# EXERCISE INSTRUCTIONS:
Among the entries that follow, the required portion opens with the line containing "Reviewer note: confirm that each instance of the fluorescent" and closes with the line containing "column 286, row 305". Give that portion again exactly, and nothing else.

# Dataset entries:
[Start of Attachment]

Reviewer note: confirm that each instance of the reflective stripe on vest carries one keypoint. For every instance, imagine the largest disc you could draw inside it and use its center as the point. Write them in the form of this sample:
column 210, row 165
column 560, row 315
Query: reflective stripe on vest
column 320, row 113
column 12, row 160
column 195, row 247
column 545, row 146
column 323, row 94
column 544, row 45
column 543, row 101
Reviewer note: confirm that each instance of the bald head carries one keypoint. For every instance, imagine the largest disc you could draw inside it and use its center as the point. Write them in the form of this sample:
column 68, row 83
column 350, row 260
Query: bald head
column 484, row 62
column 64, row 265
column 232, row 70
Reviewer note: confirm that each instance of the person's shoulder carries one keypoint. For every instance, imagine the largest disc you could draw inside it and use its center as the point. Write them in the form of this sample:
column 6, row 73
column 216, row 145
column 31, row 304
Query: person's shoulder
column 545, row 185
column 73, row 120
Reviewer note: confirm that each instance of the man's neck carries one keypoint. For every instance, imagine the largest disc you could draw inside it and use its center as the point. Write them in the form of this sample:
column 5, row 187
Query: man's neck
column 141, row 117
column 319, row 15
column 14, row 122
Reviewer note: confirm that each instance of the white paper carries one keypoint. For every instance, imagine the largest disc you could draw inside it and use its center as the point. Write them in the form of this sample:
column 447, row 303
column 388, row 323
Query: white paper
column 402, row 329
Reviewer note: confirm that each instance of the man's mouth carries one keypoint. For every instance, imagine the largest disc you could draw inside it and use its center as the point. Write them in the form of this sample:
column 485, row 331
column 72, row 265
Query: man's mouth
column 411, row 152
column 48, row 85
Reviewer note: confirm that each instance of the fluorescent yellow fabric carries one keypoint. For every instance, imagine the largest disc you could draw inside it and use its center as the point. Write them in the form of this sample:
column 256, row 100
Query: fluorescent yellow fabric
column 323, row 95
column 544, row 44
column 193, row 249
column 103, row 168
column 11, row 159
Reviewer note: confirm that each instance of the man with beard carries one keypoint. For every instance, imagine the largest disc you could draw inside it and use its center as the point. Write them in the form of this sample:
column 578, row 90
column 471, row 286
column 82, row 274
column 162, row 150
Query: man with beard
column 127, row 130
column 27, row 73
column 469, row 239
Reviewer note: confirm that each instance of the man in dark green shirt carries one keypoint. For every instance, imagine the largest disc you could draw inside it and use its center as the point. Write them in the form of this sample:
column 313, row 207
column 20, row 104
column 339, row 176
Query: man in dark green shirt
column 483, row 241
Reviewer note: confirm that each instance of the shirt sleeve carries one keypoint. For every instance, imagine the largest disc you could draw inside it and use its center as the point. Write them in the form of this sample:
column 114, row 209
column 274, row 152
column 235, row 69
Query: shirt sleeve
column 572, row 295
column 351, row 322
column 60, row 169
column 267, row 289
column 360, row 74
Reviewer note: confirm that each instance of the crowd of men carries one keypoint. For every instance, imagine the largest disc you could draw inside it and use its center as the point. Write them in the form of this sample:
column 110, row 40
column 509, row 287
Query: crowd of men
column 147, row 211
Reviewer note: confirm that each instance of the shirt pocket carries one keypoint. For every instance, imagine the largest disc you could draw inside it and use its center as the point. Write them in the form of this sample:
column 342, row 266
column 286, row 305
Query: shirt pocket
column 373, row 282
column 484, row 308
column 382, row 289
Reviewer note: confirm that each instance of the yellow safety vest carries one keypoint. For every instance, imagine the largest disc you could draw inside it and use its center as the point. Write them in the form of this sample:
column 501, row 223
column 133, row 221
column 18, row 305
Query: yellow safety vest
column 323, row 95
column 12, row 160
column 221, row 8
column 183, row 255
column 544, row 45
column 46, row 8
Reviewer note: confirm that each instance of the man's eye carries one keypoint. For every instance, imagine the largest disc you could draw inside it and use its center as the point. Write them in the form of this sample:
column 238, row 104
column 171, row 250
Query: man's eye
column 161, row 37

[End of Attachment]

# RESPONSE TO THIS EXERCISE:
Reviewer note: confirm that each instance of the fluorescent yellow fabric carries one keypoint. For every instance, imagine the largest disc you could draw inside it and use its center as the point. Write them in the form of this sample:
column 256, row 100
Query: fluorescent yellow fabric
column 323, row 95
column 544, row 44
column 193, row 249
column 103, row 168
column 11, row 159
Reviewer note: confirm that each instance of the man with beard carries one keypoint. For every instance, imagine the largest disc you could draw inside it and use its center as the point. Write them in the form of this sample:
column 578, row 90
column 471, row 286
column 82, row 274
column 162, row 150
Query: man with beard
column 127, row 130
column 27, row 73
column 469, row 239
Reviewer note: confirm that each instance of the man in dark green shirt carries one keypoint. For every instance, imagine the largest disc you could draw inside it and use its center as the point. Write them in the form of this sample:
column 313, row 207
column 20, row 104
column 339, row 176
Query: man in dark green shirt
column 483, row 241
Reviewer note: confirm that each instance of the shirt sleeve carries one keypoint. For every instance, imagine the largest disc you could draw inside it and use its center as the point. Write them in the form of this sample:
column 114, row 209
column 274, row 152
column 235, row 69
Query: shirt sleeve
column 572, row 295
column 351, row 322
column 60, row 169
column 267, row 289
column 360, row 74
Reviewer note: confirm that each instance of the crowd of men carries one keypoint. For every instance, imagine the largest disc you could draw inside it and use its center as the point. Write them in the form of this sample:
column 110, row 40
column 509, row 287
Query: crowd of men
column 147, row 211
Reviewer note: confirm that each instance of the shirt pocket carries one keypoint. For every instance, imagine the largest disc you could draw inside it and use its center as the point. Write them in the form of this sample:
column 342, row 266
column 286, row 305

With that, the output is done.